> **What the task requires**
Lines before the one containing "Task: pin the row" are excluded. Repeat that line and every line after it, exactly.

* START Supplied information *

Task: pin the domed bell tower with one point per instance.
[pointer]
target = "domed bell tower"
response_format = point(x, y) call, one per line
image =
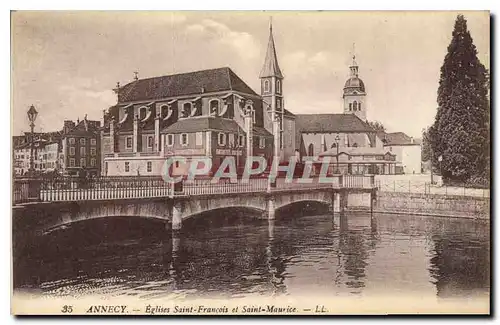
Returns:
point(354, 93)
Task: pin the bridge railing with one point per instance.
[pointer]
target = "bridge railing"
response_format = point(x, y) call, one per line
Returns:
point(357, 181)
point(109, 188)
point(223, 186)
point(102, 188)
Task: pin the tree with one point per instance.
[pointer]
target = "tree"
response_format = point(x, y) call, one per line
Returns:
point(460, 133)
point(377, 126)
point(426, 146)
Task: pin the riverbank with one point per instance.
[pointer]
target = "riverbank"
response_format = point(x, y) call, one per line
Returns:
point(422, 204)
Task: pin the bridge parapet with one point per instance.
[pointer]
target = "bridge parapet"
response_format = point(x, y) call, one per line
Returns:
point(136, 187)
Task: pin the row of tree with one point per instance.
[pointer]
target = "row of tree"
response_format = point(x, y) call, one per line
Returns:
point(460, 134)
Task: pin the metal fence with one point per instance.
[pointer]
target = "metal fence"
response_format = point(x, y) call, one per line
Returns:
point(401, 186)
point(109, 188)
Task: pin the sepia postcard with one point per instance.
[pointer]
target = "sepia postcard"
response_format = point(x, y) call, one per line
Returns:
point(250, 163)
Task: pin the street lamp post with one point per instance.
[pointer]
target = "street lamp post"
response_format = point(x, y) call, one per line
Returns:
point(337, 142)
point(440, 159)
point(32, 114)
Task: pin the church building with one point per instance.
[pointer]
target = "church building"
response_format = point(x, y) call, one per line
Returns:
point(211, 113)
point(349, 142)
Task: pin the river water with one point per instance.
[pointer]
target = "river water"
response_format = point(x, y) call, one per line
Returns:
point(224, 255)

* END Supplied information *

> **Exercise result**
Task: pin the row of tree with one point per instance.
[pointer]
target = "row of tree"
response_format = point(x, y) call, one per line
Returns:
point(460, 134)
Task: pin the metal fence with one point per instance.
[pointer]
target = "metal fence"
response_format = point(x, y) call, one per line
Returns:
point(401, 186)
point(109, 188)
Task: pin the sepia postcard with one point per instance.
[pointer]
target = "sepia postcard"
response_format = point(x, y) call, one per line
Returns:
point(250, 163)
Task: pin the street lamp post with one point per instance.
[pointer]
target = "street lamp post"
response_format = point(x, y) call, one per line
Returns:
point(337, 142)
point(440, 159)
point(32, 114)
Task: pin the church building with one point per instance.
[pointer]
target = "church building"
response_format = point(x, y) call, one per line
Returns:
point(211, 113)
point(349, 142)
Task: pin the river water with one point per instance.
[pointer]
target = "river water"
response_format = point(x, y) call, one per line
Returns:
point(224, 255)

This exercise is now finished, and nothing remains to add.